16 Jan Special of the day: Fondue by the Fire
Living in a small village in Switzerland back in the 18th century, miles away from a large town, without access to fresh food in the winter for months on end, you, too, may have relied on bread and cheese for sustenance. That is, until the cheese got stale. And the bread became hard as those poor Swiss villagers soon sadly found out.
As the story goes…Eventually, in an effort to make the bread and cheese more palatable, they resorted to heating the cheese over a fire and dipping the bread into it to soften it. Before long, they were adding wine and seasonings to the cheese they ate together from the pot while warming themselves around the fire, creating the concoction we now call fondue.
Now that winter us upon is here in present-day Montana with our abundance of snow and continuing cold temperatures, it’s a terrific time to hunker down inside to enjoy fondue.
Gather around the fire and stir up something simple and scrumptious. You can throw these fondue recipes together in no time. And, really, how can you go wrong with wine, cheese and chocolate on the menu?

= MATERIAL =
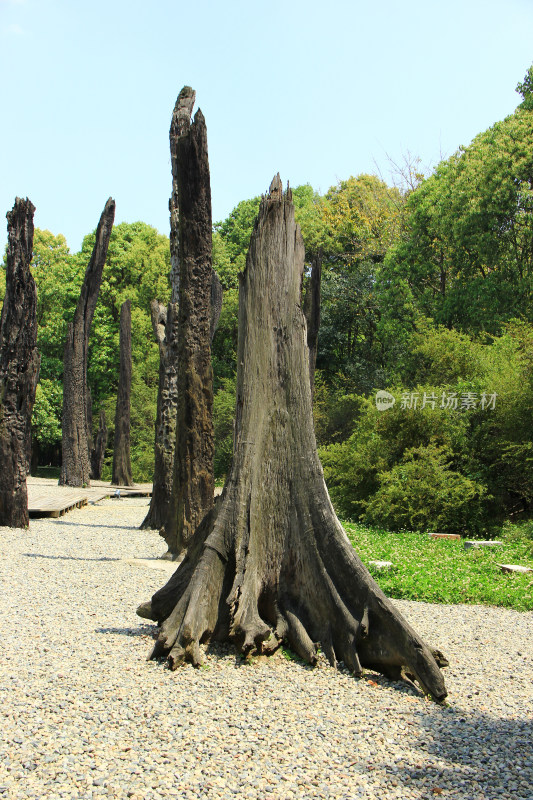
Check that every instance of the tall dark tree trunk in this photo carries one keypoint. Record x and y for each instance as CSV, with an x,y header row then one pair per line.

= WRITTEN TASK 1 =
Answer these questions using the fondue article:
(a) In which century did the Swiss villagers described in the article live?
(b) What did the villagers begin adding to the heated cheese?
(c) Which present-day place does the article name as having an abundance of snow?
= WRITTEN TASK 2 =
In the fondue article, take the passage starting at "As the story" and ending at "on the menu?", swap "fire" for "hearth" throughout, and write it out again.
The material above plays no part in this exercise.

= EXERCISE RESPONSE 1 =
(a) The 18th century.
(b) Wine and seasonings.
(c) Montana.

= EXERCISE RESPONSE 2 =
As the story goes…Eventually, in an effort to make the bread and cheese more palatable, they resorted to heating the cheese over a hearth and dipping the bread into it to soften it. Before long, they were adding wine and seasonings to the cheese they ate together from the pot while warming themselves around the hearth, creating the concoction we now call fondue.
Now that winter us upon is here in present-day Montana with our abundance of snow and continuing cold temperatures, it’s a terrific time to hunker down inside to enjoy fondue.
Gather around the hearth and stir up something simple and scrumptious. You can throw these fondue recipes together in no time. And, really, how can you go wrong with wine, cheese and chocolate on the menu?